- [WHAT YOU SHOULD DO]:
Copy out the records from the line with "around the red" to the line with "166,289,194,301", putting "manager" in place of "supervisor" and keeping everything else the same.
--- START PROVIDED INFORMATION ---
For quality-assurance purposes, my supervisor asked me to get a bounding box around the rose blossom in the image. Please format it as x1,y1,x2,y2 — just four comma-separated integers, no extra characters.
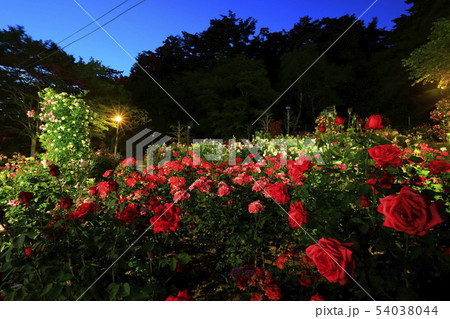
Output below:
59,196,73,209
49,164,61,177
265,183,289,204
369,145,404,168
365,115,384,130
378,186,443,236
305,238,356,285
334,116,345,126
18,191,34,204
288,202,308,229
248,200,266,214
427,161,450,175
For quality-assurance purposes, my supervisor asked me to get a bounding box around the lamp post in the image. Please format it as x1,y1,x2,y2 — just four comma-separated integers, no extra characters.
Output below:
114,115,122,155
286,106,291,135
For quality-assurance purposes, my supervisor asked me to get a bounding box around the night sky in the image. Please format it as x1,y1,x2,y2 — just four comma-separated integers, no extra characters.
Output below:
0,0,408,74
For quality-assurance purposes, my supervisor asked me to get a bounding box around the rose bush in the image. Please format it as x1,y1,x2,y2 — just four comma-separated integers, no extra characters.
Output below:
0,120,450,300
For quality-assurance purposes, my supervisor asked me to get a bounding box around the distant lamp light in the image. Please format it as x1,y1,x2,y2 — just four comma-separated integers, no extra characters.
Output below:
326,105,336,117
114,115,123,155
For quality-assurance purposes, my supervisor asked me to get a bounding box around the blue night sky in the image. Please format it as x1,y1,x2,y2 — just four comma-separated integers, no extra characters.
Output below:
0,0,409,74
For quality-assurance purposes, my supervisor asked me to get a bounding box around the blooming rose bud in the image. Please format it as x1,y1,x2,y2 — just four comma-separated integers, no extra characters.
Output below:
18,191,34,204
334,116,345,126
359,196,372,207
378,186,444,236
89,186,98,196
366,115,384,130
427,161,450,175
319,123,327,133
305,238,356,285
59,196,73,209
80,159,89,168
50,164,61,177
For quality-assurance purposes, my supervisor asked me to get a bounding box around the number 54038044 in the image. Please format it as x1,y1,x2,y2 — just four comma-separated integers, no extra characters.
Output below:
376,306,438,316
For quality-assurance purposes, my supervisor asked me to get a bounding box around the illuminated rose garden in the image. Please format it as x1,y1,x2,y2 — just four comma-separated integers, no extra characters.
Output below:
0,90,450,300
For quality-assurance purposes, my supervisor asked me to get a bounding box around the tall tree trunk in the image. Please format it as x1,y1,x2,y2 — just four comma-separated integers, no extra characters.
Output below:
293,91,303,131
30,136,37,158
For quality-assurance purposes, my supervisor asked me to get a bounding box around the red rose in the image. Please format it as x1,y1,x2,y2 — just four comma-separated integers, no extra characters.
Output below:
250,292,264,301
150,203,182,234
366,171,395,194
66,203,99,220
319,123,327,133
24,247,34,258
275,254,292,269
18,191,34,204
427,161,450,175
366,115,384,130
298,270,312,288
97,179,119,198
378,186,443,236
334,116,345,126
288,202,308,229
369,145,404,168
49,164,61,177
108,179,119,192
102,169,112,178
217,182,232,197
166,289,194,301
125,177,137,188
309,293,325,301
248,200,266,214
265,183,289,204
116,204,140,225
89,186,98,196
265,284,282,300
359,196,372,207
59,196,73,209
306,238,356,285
--- END PROVIDED INFORMATION ---
--- START PROVIDED INFORMATION ---
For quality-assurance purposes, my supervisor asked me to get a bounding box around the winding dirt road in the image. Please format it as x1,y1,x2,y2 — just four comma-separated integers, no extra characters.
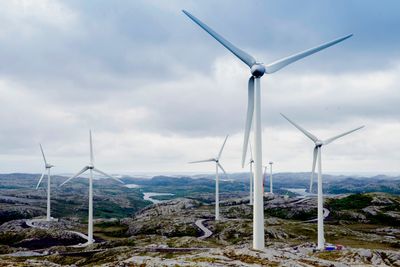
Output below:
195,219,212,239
--- END PROVIDED INFORMATION ---
--- START PROVIDED INFORMATION ---
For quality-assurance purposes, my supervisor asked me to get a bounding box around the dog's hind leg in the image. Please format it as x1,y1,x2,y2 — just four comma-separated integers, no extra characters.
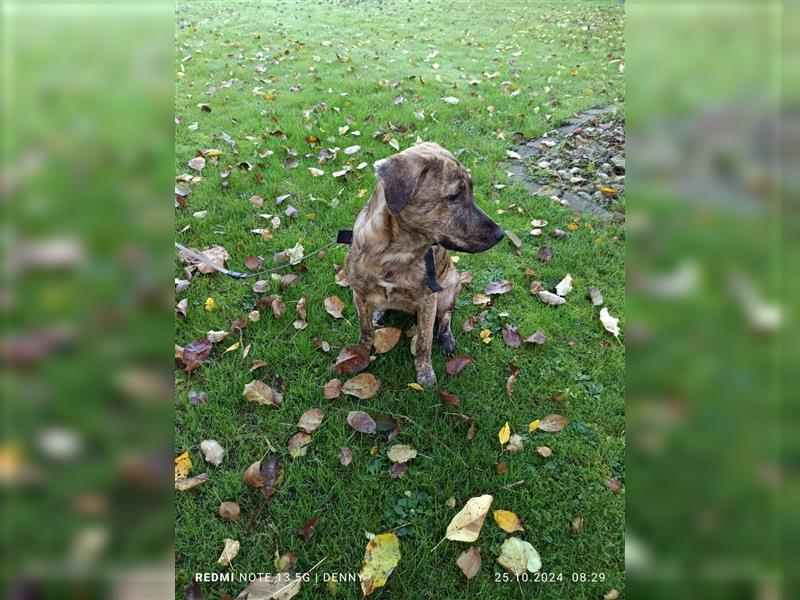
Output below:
--- END PROVIDED INFORMATION ---
- [WRITTEN RESPONSE]:
For quality-assurance purposes, my manager asked me to get a bounding box around the red rose in the image. Please format it as x1,y1,x2,y2 — just four comma-separated integers, no extra characters.
Output below:
250,292,264,301
150,203,182,234
366,171,395,194
66,203,99,220
319,123,327,133
24,247,34,258
275,254,292,269
18,191,34,204
427,161,450,175
366,115,384,130
298,270,312,288
97,179,119,198
378,186,443,236
334,116,345,126
288,202,308,229
369,145,404,168
49,164,61,177
108,179,119,192
102,169,112,178
217,182,232,197
166,289,194,301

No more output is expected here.